> **Short exercise**: Rewrite the listing below with every "thickest part" replaced by "widest part" and all other text left unchanged.

> **Records supplied**:
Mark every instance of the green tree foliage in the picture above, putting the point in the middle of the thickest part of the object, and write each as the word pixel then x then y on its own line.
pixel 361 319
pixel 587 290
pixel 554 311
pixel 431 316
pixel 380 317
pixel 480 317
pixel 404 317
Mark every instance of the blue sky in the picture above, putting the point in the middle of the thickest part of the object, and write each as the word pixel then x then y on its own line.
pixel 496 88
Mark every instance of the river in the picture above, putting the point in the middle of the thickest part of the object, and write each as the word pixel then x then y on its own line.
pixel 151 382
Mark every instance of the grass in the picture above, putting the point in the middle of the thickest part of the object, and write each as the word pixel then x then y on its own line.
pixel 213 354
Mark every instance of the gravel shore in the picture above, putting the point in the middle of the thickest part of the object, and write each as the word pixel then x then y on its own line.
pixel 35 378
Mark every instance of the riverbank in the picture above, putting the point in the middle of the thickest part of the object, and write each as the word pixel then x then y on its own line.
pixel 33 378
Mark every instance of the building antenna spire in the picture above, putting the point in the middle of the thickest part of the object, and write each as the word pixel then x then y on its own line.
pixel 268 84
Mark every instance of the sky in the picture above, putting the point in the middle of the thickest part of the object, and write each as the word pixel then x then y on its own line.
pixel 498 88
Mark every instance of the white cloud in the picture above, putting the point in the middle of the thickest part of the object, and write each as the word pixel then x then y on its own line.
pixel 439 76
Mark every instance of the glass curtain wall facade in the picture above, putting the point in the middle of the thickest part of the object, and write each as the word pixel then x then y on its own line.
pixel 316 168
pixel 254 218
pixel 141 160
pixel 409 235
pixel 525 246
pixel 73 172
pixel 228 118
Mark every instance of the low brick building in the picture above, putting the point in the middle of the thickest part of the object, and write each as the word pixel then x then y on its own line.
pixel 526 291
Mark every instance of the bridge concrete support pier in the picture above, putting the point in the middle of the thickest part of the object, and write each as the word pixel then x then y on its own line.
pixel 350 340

> **Response**:
Mark every instance of the green tree foliage in the picture above, putting the point in the middle of the widest part of the object, and write each as the word pixel then x then y on its own line.
pixel 361 319
pixel 587 290
pixel 554 311
pixel 431 316
pixel 380 317
pixel 480 317
pixel 404 317
Mark every instance of the blue sky in the picture above, putting the point in the middle of the widest part of the object, and write each as the word pixel then x then y on its own line.
pixel 496 88
Mark every instance of the river in the picture above, putting the point in the middle of the widest part of the object, and write each as the word pixel then x then y on its own line.
pixel 151 382
Mark every instance of the grass in the picture above, putting the point in the middle of the widest part of the object, and write each as the word pixel then x then y on its own line.
pixel 213 354
Mark every instance of the gravel shore in the picture above, putting the point in the middle of the widest part of the object, and write each as the word pixel then x then y on its own line.
pixel 35 378
Mark every instance of the riverbank in the picture above, putting the point in the middle of the widest part of the object, and write each as the word pixel then x then y on its own line.
pixel 33 378
Mark every instance of the building antenna spire in the picture above, putting the point in the middle of the widest part of the object, and write each as the word pixel then x then y on its own line.
pixel 268 84
Mark every instance of the sky in the picture above, putting the point in the middle of the widest part of the object, and write each as the word pixel then x then y on its own line.
pixel 498 88
Mark every instance of the white cloud in the picture above, putting the point in the middle of the widest part of the object, and write each as the word pixel then x then y on its own line.
pixel 439 76
Mark every instance of the glass curtain wall facade in the picture above, putting the point in the middle of the widest part of the object, and write each as the word pixel then x then y on its own line.
pixel 316 168
pixel 254 218
pixel 141 160
pixel 409 235
pixel 525 246
pixel 73 172
pixel 228 118
Mark every instance of the low brick building in the picture above, putting the point in the middle of the widest part of the object, and write each as the word pixel then x then y on its own line.
pixel 526 291
Mark every instance of the bridge concrete support pier in the picture above, putting the point in the middle of the widest part of the object, and write each as the word pixel then x then y on its own line.
pixel 350 340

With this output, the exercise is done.